(Rows from a dataset)
----------
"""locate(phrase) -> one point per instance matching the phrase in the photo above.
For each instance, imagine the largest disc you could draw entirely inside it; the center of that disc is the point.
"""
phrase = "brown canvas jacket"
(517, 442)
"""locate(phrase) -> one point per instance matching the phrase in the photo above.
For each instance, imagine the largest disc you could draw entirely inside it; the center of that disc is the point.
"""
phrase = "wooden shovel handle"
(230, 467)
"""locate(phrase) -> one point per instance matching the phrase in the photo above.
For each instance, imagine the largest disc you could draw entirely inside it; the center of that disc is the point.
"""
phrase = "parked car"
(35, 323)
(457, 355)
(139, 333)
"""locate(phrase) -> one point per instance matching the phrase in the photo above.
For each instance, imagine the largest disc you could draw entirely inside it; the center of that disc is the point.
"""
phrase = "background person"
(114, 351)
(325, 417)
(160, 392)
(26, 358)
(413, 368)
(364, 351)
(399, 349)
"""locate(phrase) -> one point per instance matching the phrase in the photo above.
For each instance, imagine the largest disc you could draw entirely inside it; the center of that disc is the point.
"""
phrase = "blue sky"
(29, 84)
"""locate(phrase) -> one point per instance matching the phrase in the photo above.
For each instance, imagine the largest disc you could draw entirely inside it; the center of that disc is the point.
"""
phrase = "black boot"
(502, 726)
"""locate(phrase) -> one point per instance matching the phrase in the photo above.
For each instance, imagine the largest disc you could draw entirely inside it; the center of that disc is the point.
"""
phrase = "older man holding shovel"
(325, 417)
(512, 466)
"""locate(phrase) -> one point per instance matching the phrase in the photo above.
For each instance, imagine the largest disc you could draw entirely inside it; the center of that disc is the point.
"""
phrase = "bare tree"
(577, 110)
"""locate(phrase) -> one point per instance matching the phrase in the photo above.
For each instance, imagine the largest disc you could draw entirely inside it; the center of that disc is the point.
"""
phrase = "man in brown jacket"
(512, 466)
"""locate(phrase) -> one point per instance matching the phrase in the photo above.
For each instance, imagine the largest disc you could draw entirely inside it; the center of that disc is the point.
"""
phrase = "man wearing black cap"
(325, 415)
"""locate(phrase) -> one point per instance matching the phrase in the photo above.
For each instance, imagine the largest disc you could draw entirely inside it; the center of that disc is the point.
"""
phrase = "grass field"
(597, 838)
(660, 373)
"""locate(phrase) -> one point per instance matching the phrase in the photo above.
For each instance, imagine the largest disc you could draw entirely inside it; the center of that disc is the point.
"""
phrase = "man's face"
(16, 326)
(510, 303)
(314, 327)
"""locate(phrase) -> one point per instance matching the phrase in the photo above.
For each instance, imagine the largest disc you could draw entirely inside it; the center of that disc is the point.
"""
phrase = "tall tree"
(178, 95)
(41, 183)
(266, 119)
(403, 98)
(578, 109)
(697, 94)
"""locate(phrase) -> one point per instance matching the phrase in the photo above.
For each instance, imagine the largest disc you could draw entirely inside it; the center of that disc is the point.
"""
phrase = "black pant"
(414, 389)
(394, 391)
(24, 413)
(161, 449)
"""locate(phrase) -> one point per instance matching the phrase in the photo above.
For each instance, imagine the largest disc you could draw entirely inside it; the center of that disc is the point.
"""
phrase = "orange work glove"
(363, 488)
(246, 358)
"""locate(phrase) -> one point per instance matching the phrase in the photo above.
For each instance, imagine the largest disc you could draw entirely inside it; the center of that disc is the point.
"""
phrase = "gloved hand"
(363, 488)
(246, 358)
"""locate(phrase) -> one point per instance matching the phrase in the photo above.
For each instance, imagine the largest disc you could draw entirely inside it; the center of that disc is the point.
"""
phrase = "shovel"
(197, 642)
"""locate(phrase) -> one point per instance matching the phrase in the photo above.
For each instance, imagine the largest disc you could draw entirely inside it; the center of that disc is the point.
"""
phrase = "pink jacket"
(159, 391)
----------
WRITTEN EXERCISE
Your task is to print all of the records exactly.

ANSWER TO THE TASK
"""locate(phrase) -> one point per instance matching the phrase in the photo above.
For each instance, imagine the largest disc you could draw entirely inside it; the center of that disc is the point.
"""
phrase = "brown canvas jacket"
(517, 442)
"""locate(phrase) -> one point per instance matching the phrase in the photo above.
For each instance, imagine the largest disc you could draw entirely inside it; the center of that disc is the point.
"""
phrase = "wooden shovel handle"
(230, 467)
"""locate(phrase) -> one point per instance matching the phrase in the photo above.
For each instance, imagine the largest disc you could draw entirely inside it; the center of that disc is the point.
"""
phrase = "parked car"
(35, 323)
(457, 355)
(139, 333)
"""locate(phrase) -> one point per instance matching the phrase in the photo above.
For each instance, imagine the largest disc you could draw entirely inside it; the center of that disc is the point.
"""
phrase = "background person"
(114, 351)
(325, 417)
(160, 392)
(26, 358)
(413, 368)
(364, 351)
(399, 349)
"""locate(phrase) -> one point per instance matching the phrase in the photo above.
For each instance, imagine the largest disc you could draw entirely inside it; the center of that disc is the point.
"""
phrase = "blue sky"
(29, 84)
"""locate(phrase) -> one point per instance matching the phrase in the photo above.
For each instance, imagine the largest disc you could draw entirely inside it; the center of that disc is the point.
"""
phrase = "black boot"
(502, 726)
"""locate(phrase) -> one point per instance matching the phrase in the photo above.
For each instance, imagine the largest disc you could draw entirely inside it; the center of that disc is the point.
"""
phrase = "older man holding shovel"
(325, 417)
(512, 466)
"""locate(phrase) -> one point per instance matching the phrase in the photo above.
For each instance, imagine the largest disc you could draw entirely inside it; the center of that disc is the point.
"""
phrase = "bare tree"
(577, 110)
"""locate(phrase) -> one point per instance matching the phrase in the photo above.
For each instance, imagine the largest disc you could draw entirely inside it; the center of that disc is the point.
"""
phrase = "man in brown jacket"
(512, 466)
"""locate(phrase) -> one point per instance matching the phrase in the photo above.
For each instance, imagine the largest disc you could draw entirely inside it; the center of that disc is the point.
"""
phrase = "man wearing black cap"
(325, 415)
"""locate(phrase) -> one point per instance matching the phrase in the photo above.
For each instance, imagine the largest disc you could draw entirely inside it; the center of that disc is the point.
"""
phrase = "grass field"
(597, 838)
(660, 373)
"""locate(phrase) -> one point per instance matching the phrase in the photo above.
For each instance, imagine the largest disc you could draw entirely inside it; the center of that disc is the point.
"""
phrase = "man's face"
(16, 326)
(510, 303)
(314, 327)
"""locate(phrase) -> one point per instance matching the phrase in the photo above.
For each instance, imagine the largest disc you could draw entirely inside it; the center of that disc is the point.
"""
phrase = "tall tree"
(178, 95)
(41, 183)
(266, 119)
(403, 98)
(578, 109)
(697, 94)
"""locate(phrase) -> one point per instance matching the phrase in the photo above.
For each instance, imagine the largest disc you could draw entirely inside it; the center of that disc is the point.
"""
phrase = "black pant"
(414, 389)
(394, 391)
(24, 413)
(161, 449)
"""locate(phrase) -> one point per instance matching the phrase in the photo above.
For each instance, imagine the largest disc you could draw entirely inside it; the center of that disc is the point.
"""
phrase = "orange work glove"
(363, 488)
(246, 358)
"""locate(phrase) -> one point per instance matching the phrase in the photo above.
For each instance, imagine the largest disc you could draw entirely inside it; the center of that disc is the point.
"""
phrase = "gloved hand"
(363, 488)
(246, 358)
"""locate(phrase) -> one point per instance matching the phrase in the photo above.
For each instance, imagine the largest disc you could draw entirely inside it; the center of that disc is the point.
"""
phrase = "shovel"
(197, 642)
"""locate(phrase) -> one point per instance matching the phrase in the photo above.
For each instance, imagine the largest disc you could draw entirely inside it; the center of that disc is the point.
"""
phrase = "pink jacket"
(159, 391)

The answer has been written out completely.